(Text under study)

* * * * *

It’s no secret that computer science is one of the hottest subjects around. More students than ever are leaping at opportunities to learn to code, and employers in all industries need people with the skills to develop the programs and build the machines that run the modern economy.
To support the continued growth of the discipline among all students, EDC is working to expand and enhance K–12 computer science education throughout the United States. With state, federal, foundation, industry, and higher education partners, EDC’s programs are training teachers, strengthening statewide initiatives, and providing evidence of effective programs, policies, and practices.
So, what are we learning about what it will take for all students who are interested in computer science to have the opportunities they deserve? Four EDC experts offer their perspectives.
A brighter future
Computer scientists are defining the boundaries of discovery and innovation in nearly every industry sector. Software is everywhere—in health and medical research, manufacturing, finance, national defense, the STEM fields. The exponentially growing need for computer scientists and computer science-enabled workers in all fields gives us an opportunity to offer our students the tools to create a bright future.
To get more young people into the field, we have to make a better case for developing foundational computer science skills in schools. We have to raise the visibility of the discipline, its impact on creativity and innovation, and the economic opportunities available to individuals with computer science skills. Once students and their families fully understand the career and economic benefits of developing computer science skills, the demand for this type of education will explode.
Giving everyone a chance
There’s widespread agreement that students should learn the basics of programming. One way to achieve this is to let programming be a vehicle for learning—just as word processing has become a natural part of teaching writing. There’s no shortage of ways that programming could be infused into schools’ mathematics and science curricula as early as grade 4.
We also need teachers who are themselves looking for ways to integrate programming and computer science into their instruction. Building this corps of teachers will require more than just a few days of professional development, but it provides a wonderful opportunity for collaboration. If we can bring programmers, computer scientists, and teachers together, we are sure to create innovative materials that give students and teachers real opportunities to be creative in school. Giving everyone that chance is important.

* * * * *

Point-per-instance localization data:
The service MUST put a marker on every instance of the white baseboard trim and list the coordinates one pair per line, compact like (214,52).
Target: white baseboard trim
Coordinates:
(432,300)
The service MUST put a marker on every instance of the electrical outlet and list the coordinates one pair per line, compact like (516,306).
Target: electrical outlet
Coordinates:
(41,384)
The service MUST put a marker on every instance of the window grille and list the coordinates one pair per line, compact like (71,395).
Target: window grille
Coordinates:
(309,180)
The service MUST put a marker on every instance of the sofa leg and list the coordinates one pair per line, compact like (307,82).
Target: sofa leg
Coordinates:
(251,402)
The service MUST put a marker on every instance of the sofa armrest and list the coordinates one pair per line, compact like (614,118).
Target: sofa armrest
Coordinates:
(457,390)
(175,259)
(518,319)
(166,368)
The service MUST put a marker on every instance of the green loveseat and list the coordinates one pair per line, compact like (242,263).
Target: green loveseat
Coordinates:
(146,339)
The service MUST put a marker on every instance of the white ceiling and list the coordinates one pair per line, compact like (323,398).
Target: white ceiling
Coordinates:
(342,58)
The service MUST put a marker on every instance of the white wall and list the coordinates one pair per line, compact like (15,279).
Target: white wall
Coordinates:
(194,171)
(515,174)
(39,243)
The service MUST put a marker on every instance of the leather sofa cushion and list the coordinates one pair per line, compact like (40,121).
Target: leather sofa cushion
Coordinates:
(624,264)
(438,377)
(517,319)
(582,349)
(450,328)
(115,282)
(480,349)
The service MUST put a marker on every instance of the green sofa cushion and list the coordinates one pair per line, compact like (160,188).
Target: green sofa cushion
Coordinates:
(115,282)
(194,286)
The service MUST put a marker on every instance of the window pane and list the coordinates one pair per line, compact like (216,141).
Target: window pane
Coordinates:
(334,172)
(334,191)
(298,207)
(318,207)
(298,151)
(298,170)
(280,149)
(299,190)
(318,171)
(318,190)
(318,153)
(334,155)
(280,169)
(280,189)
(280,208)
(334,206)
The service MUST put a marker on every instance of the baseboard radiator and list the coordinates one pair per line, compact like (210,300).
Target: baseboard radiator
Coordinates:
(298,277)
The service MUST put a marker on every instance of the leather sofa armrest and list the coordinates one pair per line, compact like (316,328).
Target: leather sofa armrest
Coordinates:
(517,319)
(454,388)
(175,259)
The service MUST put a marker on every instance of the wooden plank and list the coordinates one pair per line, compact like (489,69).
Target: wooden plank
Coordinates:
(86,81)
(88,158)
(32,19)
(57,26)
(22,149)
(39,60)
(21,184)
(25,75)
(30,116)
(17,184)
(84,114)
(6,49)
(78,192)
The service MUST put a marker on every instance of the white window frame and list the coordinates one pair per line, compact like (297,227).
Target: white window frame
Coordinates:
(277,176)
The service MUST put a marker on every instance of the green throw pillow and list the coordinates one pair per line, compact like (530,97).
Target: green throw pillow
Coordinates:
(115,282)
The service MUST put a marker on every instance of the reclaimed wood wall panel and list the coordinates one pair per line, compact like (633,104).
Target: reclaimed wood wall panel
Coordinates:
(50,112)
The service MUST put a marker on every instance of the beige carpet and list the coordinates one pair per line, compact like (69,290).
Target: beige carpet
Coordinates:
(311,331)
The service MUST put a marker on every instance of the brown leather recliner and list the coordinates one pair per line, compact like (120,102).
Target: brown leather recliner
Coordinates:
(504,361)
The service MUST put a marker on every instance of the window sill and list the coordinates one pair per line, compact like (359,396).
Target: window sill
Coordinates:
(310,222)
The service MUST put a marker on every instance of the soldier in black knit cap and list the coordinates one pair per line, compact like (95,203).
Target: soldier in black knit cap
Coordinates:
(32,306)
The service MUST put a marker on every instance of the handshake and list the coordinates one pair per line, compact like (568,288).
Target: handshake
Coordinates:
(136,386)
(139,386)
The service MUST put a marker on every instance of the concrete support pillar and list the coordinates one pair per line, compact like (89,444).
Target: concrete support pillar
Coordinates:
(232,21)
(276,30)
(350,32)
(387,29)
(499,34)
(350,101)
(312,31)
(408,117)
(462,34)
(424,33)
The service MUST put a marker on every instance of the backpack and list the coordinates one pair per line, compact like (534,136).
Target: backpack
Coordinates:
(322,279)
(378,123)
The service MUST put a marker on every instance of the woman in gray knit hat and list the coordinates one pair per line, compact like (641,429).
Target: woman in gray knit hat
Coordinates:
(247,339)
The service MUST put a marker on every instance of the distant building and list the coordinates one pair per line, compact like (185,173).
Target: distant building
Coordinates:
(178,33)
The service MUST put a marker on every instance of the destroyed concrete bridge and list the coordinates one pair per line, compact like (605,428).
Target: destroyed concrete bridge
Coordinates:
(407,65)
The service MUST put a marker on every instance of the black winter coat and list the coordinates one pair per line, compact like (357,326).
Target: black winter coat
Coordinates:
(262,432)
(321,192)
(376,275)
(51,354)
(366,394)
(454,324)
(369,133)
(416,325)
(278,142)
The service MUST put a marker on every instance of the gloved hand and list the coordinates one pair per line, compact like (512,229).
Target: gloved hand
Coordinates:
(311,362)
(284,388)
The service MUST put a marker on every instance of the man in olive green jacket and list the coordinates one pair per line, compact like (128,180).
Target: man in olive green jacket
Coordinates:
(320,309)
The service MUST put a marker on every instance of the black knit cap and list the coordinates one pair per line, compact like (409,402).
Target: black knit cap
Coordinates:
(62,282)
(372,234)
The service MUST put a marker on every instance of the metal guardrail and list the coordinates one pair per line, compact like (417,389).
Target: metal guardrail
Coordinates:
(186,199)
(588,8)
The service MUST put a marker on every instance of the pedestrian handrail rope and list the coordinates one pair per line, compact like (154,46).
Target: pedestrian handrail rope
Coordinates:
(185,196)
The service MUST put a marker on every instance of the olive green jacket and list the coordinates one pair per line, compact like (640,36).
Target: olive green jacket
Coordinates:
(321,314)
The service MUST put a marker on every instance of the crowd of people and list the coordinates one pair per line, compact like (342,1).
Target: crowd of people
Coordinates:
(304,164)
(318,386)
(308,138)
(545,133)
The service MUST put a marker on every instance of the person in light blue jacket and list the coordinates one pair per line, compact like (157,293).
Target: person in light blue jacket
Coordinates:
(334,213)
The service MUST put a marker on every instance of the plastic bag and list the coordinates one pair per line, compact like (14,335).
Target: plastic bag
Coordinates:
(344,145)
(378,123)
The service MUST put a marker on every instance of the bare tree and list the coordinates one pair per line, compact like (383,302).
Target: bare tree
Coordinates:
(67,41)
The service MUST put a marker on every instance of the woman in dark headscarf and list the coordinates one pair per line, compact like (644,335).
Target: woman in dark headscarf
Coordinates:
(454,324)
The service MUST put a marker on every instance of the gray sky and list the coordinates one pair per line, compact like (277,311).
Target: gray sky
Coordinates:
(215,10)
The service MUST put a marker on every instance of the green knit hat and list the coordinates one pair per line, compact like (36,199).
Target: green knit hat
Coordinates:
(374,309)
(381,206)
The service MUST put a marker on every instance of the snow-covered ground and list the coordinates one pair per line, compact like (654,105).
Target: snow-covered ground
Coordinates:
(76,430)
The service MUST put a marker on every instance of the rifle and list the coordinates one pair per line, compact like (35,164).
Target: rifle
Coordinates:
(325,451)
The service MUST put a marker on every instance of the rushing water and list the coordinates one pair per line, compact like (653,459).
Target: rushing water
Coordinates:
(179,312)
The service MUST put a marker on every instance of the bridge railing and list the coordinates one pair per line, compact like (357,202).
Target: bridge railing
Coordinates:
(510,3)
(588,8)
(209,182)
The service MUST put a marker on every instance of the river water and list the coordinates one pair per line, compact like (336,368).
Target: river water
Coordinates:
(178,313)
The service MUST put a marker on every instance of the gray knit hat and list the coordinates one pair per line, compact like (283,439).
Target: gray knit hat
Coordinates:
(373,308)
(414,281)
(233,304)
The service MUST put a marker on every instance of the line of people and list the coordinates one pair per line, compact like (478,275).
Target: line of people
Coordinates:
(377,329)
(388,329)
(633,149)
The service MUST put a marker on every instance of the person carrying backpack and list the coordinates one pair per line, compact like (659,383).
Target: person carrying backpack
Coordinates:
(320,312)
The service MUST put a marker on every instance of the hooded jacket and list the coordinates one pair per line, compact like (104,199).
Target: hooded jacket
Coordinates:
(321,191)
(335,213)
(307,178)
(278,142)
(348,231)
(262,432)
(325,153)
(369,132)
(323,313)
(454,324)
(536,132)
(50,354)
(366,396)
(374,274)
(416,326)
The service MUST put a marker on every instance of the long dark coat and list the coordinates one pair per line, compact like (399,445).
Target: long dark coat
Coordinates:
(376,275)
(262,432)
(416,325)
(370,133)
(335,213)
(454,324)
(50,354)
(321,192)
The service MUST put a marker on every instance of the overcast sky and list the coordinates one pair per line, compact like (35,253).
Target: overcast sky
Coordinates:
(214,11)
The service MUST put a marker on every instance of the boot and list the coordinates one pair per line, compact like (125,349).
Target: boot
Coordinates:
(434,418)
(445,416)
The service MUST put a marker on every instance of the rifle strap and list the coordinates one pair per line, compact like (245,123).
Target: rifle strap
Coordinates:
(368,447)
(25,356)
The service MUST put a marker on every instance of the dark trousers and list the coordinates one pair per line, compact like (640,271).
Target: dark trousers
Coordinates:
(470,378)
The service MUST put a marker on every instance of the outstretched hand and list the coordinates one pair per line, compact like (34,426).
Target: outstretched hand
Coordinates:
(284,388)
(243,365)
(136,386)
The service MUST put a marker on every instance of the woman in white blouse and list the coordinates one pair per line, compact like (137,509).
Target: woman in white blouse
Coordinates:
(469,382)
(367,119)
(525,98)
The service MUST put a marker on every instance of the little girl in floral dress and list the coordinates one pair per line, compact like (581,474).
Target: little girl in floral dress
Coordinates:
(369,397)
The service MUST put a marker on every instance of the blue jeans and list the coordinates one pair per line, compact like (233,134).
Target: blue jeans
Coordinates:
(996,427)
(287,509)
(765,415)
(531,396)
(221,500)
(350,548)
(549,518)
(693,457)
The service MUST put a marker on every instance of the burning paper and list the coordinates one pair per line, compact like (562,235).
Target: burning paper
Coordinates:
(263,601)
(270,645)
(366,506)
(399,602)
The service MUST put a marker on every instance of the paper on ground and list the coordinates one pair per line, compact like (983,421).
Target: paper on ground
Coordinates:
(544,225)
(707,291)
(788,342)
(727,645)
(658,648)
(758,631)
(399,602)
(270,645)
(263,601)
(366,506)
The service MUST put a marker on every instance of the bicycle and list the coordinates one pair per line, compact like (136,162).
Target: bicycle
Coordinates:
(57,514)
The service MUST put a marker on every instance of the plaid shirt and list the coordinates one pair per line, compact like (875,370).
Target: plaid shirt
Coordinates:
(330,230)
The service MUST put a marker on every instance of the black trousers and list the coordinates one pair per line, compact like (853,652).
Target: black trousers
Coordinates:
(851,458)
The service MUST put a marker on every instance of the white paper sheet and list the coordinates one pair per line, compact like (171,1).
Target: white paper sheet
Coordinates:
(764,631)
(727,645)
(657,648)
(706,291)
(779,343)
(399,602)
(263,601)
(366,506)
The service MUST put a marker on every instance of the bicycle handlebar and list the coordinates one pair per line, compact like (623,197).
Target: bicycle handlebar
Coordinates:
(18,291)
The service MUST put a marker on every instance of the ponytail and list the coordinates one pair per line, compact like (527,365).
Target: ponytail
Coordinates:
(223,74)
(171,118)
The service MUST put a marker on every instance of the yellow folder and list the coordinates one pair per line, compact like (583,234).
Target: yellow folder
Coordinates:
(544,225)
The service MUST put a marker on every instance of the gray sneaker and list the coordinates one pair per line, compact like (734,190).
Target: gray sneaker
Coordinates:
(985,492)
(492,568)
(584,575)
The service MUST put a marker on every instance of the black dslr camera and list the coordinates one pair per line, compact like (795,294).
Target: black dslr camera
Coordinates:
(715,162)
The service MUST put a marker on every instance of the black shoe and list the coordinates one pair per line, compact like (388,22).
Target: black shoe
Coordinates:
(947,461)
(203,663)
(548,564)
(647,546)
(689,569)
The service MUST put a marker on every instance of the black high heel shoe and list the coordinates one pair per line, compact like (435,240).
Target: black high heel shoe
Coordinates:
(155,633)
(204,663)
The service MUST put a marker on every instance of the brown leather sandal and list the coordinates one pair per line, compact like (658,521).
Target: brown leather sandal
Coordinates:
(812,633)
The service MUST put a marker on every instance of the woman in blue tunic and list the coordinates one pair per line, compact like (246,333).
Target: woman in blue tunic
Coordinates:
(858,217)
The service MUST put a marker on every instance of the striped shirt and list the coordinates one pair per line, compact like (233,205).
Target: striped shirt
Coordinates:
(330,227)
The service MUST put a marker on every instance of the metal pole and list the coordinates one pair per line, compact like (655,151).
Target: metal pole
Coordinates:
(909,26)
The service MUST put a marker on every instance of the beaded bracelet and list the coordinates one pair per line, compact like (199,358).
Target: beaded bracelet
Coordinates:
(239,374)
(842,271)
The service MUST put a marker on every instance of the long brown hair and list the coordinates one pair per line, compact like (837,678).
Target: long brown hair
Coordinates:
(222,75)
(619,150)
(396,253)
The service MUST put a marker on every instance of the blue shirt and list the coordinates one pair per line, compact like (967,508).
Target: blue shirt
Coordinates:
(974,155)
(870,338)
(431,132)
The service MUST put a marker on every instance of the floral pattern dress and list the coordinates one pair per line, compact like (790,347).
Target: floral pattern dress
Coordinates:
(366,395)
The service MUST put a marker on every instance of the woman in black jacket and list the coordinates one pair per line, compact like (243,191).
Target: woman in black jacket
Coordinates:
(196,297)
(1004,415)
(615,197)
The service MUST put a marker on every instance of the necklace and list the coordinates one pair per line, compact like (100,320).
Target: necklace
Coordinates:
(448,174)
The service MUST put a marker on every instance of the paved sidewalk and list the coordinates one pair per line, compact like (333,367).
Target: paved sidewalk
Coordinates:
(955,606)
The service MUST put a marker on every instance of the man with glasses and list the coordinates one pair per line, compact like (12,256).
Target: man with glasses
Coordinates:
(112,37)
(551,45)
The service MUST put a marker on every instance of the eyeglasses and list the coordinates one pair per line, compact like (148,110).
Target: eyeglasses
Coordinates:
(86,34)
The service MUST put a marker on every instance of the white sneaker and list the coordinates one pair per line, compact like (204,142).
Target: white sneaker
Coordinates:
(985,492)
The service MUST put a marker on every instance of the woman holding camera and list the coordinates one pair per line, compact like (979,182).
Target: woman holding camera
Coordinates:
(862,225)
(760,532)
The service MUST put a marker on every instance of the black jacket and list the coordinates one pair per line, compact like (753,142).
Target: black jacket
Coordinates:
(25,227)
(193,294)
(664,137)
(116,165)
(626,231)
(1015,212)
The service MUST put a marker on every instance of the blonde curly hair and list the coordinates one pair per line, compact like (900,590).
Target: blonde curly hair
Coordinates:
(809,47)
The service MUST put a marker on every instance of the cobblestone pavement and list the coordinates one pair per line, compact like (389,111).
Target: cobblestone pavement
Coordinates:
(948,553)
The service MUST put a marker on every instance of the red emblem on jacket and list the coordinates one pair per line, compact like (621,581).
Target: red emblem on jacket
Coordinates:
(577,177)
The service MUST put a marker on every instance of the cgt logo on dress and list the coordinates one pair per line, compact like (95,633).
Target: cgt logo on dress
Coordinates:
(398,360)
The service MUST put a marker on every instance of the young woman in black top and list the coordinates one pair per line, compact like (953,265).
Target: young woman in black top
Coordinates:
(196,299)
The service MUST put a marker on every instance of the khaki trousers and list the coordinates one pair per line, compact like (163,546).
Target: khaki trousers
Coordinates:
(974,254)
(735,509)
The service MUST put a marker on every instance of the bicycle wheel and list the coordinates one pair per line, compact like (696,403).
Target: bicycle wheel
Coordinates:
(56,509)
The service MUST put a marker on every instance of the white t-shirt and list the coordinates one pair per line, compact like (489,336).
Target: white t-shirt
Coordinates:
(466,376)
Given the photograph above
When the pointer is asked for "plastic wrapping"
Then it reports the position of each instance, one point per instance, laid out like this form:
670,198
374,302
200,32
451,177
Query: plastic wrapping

* * * * *

(List of tasks)
1. In the computer science education text, how early could programming be infused into schools' mathematics and science curricula?
2. Retype the computer science education text from "So, what are" to "a bright future.".
3. Continue the computer science education text from its final sentence.

(Your written answers)
1. As early as grade 4.

2.
So, what are we learning about what it will take for all students who are interested in computer science to have the opportunities they deserve? Four EDC experts offer their perspectives.
A brighter future
Computer scientists are defining the boundaries of discovery and innovation in nearly every industry sector. Software is everywhere—in health and medical research, manufacturing, finance, national defense, the STEM fields. The exponentially growing need for computer scientists and computer science-enabled workers in all fields gives us an opportunity to offer our students the tools to create a bright future.

3.
Supporting school districts
School districts have a difficult job—they have to expand their computer science offerings and recruit and train teachers to lead these new courses. Massachusetts is providing a model for how to do this effectively. The Commonwealth’s board of education just approved new K–12 digital literacy and computer science standards, providing some needed guidance for districts.
Massachusetts is also investing in teacher training. For example, the Massachusetts Computing Attainment Network (MassCAN) and EDC will be working closely with the Boston Public Schools to support their development of a five-year K–12 program to implement computer science education at the high school level and hopefully at the K–8 levels also.
Additionally, MassCAN’s partner UMASS Amherst is working with the Springfield and Holyoke school districts on a one-year planning process to design a five-year plan to implement a K–12 computer science education program in those districts. This comprehensive approach to district engagement in computer science education is what will maximize the opportunity to provide all children with access to this emerging 21st-century literacy.
Ensuring equitable access
It’s important for “computer science for all” to become more than just a catch phrase. Is the ultimate goal to ensure that all students have a basic literacy in computational thinking, or is the goal to increase the number of students who go on to higher education and pursue computer science careers? The two are not mutually exclusive, but the end goal should inform the plan and the implementation.
It’s also important to be clear about what the for all means. Implementation of more school-based computer science programs will not automatically mean that students of color, girls, and students with disabilities will participate. Those are the populations we need to focus on. Ensuring these students have equitable access to engaging, exciting computer science experiences takes care and attention and is an issue of utmost importance.